- About this exercise -
What is needed here is every line of the records that includes "positive".

■ ■ ■

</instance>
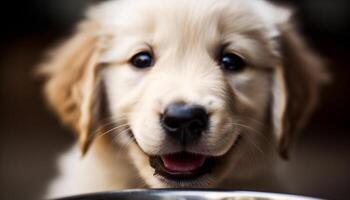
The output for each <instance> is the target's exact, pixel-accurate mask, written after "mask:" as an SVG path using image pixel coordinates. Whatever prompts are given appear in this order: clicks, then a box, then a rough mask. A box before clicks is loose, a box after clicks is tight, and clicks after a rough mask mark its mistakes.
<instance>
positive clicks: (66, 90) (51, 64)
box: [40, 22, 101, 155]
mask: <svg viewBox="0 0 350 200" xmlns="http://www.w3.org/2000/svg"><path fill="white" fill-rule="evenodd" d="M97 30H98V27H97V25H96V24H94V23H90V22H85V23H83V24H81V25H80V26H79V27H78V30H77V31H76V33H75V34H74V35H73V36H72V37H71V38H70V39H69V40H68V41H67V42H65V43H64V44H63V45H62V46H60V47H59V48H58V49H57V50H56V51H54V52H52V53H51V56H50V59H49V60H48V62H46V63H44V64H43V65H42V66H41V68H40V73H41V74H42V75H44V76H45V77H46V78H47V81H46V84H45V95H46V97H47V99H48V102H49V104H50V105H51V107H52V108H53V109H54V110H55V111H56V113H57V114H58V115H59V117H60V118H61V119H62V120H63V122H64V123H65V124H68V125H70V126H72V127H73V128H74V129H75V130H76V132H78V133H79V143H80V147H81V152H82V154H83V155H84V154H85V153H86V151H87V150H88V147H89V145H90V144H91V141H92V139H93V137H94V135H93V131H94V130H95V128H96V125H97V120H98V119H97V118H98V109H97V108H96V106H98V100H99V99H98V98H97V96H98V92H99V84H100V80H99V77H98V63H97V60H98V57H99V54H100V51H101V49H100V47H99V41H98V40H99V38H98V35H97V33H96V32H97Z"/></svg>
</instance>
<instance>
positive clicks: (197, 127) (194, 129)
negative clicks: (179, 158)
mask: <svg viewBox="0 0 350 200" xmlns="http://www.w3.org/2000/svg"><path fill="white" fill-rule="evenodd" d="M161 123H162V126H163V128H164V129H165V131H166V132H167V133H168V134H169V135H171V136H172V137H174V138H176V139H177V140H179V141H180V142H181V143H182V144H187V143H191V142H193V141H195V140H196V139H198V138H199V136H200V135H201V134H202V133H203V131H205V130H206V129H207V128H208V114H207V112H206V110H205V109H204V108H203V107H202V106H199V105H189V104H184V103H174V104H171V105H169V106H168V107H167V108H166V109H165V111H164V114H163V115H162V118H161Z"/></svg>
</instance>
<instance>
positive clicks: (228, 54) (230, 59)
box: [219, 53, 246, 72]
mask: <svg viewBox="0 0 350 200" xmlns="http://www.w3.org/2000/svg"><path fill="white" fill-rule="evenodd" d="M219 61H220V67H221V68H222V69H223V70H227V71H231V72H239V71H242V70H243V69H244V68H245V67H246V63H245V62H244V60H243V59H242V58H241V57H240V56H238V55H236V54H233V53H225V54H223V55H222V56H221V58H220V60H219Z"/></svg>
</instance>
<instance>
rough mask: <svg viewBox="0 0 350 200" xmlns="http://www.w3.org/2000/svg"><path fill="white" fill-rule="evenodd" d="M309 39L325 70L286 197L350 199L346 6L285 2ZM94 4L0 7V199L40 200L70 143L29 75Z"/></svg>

■ ■ ■

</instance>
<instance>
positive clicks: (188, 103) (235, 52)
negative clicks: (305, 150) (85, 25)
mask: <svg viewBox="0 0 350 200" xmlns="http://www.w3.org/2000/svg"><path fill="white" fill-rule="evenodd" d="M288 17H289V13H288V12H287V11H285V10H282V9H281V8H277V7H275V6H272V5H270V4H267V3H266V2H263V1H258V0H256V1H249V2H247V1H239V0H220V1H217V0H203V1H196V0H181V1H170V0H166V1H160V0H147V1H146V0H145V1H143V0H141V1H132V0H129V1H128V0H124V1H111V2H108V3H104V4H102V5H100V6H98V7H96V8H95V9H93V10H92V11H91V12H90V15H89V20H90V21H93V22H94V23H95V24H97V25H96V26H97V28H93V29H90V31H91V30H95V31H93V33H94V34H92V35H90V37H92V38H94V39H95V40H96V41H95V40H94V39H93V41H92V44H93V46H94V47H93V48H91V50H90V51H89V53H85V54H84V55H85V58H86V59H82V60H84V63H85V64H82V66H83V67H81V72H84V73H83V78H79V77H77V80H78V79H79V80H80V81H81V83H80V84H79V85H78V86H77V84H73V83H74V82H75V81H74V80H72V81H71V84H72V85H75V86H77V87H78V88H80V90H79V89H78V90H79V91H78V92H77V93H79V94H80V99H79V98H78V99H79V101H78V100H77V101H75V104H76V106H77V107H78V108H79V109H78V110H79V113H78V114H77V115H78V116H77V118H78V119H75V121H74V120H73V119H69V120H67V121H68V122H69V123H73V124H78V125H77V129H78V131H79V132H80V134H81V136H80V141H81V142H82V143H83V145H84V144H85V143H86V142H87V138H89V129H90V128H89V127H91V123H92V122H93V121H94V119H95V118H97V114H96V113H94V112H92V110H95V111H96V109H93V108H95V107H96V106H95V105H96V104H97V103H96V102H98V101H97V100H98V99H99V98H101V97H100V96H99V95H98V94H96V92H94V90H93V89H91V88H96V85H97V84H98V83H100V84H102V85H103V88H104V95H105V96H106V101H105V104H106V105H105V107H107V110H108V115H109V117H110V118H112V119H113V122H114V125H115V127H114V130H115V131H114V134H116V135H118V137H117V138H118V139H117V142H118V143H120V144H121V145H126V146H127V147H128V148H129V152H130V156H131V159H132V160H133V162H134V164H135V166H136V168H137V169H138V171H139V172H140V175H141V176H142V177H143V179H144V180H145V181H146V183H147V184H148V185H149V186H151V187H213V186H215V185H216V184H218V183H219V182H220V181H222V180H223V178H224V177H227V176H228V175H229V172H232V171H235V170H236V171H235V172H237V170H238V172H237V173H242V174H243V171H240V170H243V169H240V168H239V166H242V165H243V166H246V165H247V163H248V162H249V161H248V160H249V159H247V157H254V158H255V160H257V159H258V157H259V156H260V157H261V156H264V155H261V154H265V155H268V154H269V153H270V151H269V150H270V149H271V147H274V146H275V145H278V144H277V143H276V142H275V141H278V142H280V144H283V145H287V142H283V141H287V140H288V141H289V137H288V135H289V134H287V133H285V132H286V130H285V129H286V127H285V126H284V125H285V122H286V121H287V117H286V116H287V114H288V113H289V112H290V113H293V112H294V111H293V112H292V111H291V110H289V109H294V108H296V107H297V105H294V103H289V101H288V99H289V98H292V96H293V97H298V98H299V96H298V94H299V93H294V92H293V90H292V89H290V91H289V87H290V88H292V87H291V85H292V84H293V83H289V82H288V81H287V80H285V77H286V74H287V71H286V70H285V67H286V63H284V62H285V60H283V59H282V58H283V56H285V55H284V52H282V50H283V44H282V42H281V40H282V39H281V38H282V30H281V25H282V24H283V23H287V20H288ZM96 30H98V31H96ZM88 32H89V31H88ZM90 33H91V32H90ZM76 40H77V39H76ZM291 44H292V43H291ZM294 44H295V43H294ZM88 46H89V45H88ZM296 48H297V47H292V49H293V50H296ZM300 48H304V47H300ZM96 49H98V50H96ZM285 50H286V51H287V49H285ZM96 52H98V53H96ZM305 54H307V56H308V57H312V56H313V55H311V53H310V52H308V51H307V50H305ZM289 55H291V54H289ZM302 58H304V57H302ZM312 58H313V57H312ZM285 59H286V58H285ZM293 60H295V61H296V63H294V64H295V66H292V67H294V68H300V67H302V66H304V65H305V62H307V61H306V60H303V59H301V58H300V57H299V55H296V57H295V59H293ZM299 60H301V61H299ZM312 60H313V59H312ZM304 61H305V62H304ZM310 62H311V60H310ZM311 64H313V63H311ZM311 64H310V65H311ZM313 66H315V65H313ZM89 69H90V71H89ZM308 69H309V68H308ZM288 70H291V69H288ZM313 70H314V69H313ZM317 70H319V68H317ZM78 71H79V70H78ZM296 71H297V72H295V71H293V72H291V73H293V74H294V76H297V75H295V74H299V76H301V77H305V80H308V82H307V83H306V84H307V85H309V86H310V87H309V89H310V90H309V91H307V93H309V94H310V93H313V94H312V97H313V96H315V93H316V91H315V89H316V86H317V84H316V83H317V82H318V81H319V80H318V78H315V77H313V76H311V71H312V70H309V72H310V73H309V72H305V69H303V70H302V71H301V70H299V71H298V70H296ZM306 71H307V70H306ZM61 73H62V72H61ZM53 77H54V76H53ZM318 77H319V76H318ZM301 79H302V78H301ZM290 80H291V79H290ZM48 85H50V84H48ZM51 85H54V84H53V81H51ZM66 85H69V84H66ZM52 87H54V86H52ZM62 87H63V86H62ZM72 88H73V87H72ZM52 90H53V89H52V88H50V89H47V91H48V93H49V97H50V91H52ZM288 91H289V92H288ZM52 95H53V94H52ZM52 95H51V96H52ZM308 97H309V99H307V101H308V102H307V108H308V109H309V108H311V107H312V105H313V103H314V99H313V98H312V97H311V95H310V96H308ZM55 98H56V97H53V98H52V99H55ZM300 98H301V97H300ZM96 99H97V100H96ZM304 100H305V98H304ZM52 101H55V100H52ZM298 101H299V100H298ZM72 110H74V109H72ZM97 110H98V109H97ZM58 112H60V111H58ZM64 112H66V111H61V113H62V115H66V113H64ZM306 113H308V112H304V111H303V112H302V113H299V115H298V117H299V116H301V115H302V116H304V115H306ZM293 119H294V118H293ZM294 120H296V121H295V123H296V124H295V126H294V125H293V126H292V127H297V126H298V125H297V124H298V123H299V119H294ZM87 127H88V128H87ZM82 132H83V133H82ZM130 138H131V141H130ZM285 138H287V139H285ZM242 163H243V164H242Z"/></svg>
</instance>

■ ■ ■

- Answer space -
positive clicks: (66, 90) (51, 64)
positive clicks: (197, 127) (194, 129)
positive clicks: (228, 54) (230, 59)
positive clicks: (188, 103) (235, 52)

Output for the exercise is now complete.